节选片段:
= = = =

快速开始

1. 安装环境

  • python版本: 2.7 OR >=3.4
  • TensorFlow版本: 开源TF >= 1.8(安装) OR PAI-TF

2. 安装步骤

  • pip install cython
  • pip install http://pai-vision-data-hz.oss-cn-zhangjiakou.aliyuncs.com/release/easy_vision-1.0.7-py2.py3-none-any.whl
  • 验证:
import easy_vision

如下安装第三方库下载缓慢,可以采取如下方式更改pip源加速

新建 ~/.config/pip/pip.conf 文件

[global]
index-url = https://pypi.tuna.tsinghua.edu.cn/simple

3. 使用步骤

3.1 数据准备

下载pascal数据集(在当前目录):

osscmd downloadallobject oss://pai-vision-data-hz/data/voc0712_tfrecord/ data/voc0712_tfrecord --host=oss-cn-zhangjiakou.aliyuncs.com
# or use oss util, 需要在配置文件中设置host为oss-cn-zhangjiakou.aliyuncs.com
ossutil  cp -r  oss://pai-vision-data-hz/data/voc0712_tfrecord/ data/voc0712_tfrecord

下载resnet50预训练模型(在当前目录):

mkdir -p pretrained_models/
ossutil cp -r oss://pai-vision-data-hz/pretrained_models/resnet_v1d_50/ pretrained_models/resnet_v1d_50

3.2 启动训练任务

普通配置模式

import easy_vision
easy_vision.train_and_evaluate(easy_vision.RFCN_SAMPLE_CONFIG)  

参数配置模式

import easy_vision
param_config = """
  --model_type RFCN
  --backbone  resnet_v1d_50
  --num_classes 20
  --model_dir experiments/pascal_voc/resnet50_rfcn_model
  --train_data data/voc0712_tfrecord/voc0712_part_*.tfrecord
  --test_data data/voc0712_tfrecord/VOC2007_test.tfrecord
  --num_test_example 2
  --train_batch_size 32
  --test_batch_size 1
  --image_min_sizes 600
  --image_max_sizes 1024
  --lr_type exponential_decay
  --initial_learning_rate 0.001
  --decay_epochs 20
  --staircase true"""
easy_vision.train_and_evaluate_with_param_config(param_config)

PS模式

需要在具有至少两张GPU卡的机器上才能运行,一共需要启动3个子进程,分别是ps(parameter server), master(训练过程,负责写summary,保存checkpoint, 定期evaluation),worker(训练过程),脚本如下:

#-*- encoding:utf-8 -*-
import multiprocessing
import sys
import os
import easy_vision
import json
import logging
import subprocess
import time

# train config under distributed settings
config=easy_vision.RFCN_DISTRIBUTE_SAMPLE_CONFIG
print('config path: %s' % config)

# cluster spec 
TF_CONFIG={'cluster':{
             'ps': ['localhost:12921'],
             'master': ['localhost:12922'],
             'worker': ['localhost:12923']
            }
          }

def job(task, gpu):
  task_name = task['type']
  # redirect python log and tf log to log_file_name
  # [logs/master.log, logs/worker.log, logs/ps.log]
  log_file_name = "logs/%s.log" % task_name

  TF_CONFIG['task'] = task
  os.environ['TF_CONFIG'] = json.dumps(TF_CONFIG)

= = = =

练习题目 A:
根据这份快速开始指南回答:
(i) 安装环境对 python 版本有什么要求?
(ii) 在参数配置模式中,--num_classes 设为多少?
(iii) PS模式需要在至少几张 GPU 卡的机器上运行,一共要启动几个子进程?
上面的文本与之后的条目是两份互不相关的材料。

[点标注数据]
= = = =

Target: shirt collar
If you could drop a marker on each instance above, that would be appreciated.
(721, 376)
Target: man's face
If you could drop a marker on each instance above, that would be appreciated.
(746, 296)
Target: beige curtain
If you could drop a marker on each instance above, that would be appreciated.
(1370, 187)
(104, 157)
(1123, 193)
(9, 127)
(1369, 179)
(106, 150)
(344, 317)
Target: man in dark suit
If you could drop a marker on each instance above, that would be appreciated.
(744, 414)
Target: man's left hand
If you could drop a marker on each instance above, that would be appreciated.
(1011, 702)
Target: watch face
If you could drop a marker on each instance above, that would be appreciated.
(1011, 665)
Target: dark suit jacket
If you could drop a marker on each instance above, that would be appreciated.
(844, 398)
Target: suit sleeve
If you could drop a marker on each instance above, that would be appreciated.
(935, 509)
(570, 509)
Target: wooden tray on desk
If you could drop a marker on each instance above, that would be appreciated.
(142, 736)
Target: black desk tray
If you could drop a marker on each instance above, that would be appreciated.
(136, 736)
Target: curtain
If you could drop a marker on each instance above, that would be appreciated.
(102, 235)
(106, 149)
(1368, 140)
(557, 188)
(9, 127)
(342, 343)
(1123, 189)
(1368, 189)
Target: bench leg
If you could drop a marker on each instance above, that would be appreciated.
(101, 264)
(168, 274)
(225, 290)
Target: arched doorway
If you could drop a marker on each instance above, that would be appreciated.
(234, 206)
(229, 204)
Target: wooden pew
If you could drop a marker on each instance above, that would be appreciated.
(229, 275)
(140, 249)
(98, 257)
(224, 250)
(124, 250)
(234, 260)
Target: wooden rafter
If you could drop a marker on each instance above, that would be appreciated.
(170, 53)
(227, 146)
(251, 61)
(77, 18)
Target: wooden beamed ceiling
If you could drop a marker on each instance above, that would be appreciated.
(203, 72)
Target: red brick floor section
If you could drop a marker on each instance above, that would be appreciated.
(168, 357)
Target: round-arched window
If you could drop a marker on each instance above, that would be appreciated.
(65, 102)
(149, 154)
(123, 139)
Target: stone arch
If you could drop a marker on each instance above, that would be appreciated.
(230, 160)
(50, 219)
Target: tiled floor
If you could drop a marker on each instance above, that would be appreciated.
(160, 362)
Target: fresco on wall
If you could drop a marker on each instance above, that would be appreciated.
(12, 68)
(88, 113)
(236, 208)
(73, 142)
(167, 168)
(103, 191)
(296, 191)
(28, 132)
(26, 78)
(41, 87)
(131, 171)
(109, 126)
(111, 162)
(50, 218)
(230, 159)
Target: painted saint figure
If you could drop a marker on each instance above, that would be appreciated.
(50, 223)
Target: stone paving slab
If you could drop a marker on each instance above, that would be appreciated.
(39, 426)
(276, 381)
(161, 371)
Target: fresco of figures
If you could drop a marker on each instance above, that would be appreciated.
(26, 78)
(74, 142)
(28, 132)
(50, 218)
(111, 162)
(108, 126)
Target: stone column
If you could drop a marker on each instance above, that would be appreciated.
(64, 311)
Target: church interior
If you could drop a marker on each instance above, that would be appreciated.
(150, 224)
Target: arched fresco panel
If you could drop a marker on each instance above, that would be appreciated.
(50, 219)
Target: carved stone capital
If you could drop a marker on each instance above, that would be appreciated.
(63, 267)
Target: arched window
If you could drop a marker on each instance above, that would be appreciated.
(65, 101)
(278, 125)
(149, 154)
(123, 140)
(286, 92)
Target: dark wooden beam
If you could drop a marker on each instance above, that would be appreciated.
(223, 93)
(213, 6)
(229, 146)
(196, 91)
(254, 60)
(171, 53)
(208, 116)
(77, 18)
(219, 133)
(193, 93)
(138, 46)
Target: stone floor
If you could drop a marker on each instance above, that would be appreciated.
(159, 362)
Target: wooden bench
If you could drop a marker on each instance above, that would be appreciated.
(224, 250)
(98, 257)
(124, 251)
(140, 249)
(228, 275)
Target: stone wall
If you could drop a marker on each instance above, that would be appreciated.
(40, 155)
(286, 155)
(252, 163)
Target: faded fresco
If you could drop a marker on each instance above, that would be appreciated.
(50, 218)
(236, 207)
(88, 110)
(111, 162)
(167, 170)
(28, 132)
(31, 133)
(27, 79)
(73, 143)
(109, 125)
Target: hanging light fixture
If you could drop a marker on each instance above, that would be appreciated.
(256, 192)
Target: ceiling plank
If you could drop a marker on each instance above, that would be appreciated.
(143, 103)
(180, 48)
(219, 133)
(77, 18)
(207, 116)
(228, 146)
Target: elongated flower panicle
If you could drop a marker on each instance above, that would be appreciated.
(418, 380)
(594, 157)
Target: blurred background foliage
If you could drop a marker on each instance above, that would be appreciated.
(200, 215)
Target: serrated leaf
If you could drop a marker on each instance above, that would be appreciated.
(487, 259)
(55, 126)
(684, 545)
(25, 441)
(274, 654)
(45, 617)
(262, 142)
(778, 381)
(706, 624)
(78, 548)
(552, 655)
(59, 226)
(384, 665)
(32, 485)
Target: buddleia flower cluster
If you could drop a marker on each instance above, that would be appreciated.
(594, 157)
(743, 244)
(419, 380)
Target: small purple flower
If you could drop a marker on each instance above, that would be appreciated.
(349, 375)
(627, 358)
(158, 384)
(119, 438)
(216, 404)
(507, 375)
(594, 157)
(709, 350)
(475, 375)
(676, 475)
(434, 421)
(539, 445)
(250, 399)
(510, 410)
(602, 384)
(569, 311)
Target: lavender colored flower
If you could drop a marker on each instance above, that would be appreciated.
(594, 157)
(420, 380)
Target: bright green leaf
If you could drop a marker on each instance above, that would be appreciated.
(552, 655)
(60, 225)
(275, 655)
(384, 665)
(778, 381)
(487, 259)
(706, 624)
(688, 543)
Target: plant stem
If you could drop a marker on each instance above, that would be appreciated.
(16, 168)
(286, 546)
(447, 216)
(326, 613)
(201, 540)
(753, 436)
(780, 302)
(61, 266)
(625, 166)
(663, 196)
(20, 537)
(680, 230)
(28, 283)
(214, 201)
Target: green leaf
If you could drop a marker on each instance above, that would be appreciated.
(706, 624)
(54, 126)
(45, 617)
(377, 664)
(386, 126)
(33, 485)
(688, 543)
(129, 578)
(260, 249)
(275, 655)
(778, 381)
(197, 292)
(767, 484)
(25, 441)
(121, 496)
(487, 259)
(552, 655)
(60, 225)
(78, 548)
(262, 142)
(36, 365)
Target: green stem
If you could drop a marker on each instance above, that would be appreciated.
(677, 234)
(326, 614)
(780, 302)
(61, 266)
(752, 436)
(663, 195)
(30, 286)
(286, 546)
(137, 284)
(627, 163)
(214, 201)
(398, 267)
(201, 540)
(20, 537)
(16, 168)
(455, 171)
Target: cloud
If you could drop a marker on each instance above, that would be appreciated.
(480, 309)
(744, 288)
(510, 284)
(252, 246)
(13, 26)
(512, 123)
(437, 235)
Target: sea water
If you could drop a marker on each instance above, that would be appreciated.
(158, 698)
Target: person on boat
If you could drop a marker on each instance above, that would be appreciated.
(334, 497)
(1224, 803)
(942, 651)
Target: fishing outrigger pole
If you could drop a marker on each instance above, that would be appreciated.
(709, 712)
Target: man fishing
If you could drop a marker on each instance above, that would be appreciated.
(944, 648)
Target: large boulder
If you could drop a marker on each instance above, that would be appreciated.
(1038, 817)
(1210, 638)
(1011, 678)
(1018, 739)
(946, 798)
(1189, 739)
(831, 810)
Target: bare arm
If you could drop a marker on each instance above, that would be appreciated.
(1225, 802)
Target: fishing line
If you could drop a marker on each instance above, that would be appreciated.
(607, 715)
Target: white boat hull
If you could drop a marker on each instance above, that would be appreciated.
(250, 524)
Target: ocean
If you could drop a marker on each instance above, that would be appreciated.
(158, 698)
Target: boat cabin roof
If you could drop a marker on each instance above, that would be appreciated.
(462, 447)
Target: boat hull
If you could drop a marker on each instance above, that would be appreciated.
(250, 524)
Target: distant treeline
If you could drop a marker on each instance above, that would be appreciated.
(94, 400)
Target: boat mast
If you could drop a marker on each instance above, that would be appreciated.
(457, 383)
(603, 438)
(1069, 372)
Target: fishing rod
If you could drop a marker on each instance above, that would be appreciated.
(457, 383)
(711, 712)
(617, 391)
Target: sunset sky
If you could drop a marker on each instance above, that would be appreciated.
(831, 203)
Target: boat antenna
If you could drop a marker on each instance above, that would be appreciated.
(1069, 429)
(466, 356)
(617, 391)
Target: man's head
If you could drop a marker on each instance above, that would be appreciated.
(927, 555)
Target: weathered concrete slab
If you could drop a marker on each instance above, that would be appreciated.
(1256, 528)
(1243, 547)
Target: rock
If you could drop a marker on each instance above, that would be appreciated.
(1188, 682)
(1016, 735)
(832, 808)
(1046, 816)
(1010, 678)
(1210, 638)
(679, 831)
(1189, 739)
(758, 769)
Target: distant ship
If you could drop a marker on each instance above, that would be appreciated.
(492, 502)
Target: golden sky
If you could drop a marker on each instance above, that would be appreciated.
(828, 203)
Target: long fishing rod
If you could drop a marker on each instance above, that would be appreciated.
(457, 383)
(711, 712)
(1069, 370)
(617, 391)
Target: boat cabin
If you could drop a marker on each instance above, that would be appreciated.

= = = =

练习题目 B:
把条目中从含有“Target: long fishing rod”的那一行起直到条目末尾的各行(首尾两行都算在内)改写为 Markdown 表格,列名用“序号”和“内容”,空行不要列入。

预期输出 A:
(i) 2.7 或 >=3.4。
(ii) 20。
(iii) 至少两张 GPU 卡,一共启动 3 个子进程。

预期输出 B:
| 序号 | 内容 |
|---|---|
| 1 | Target: long fishing rod |
| 2 | If you could drop a marker on each instance above, that would be appreciated. |
| 3 | (457, 383) |
| 4 | (711, 712) |
| 5 | (1069, 370) |
| 6 | (617, 391) |
| 7 | Target: boat cabin |
| 8 | If you could drop a marker on each instance above, that would be appreciated. |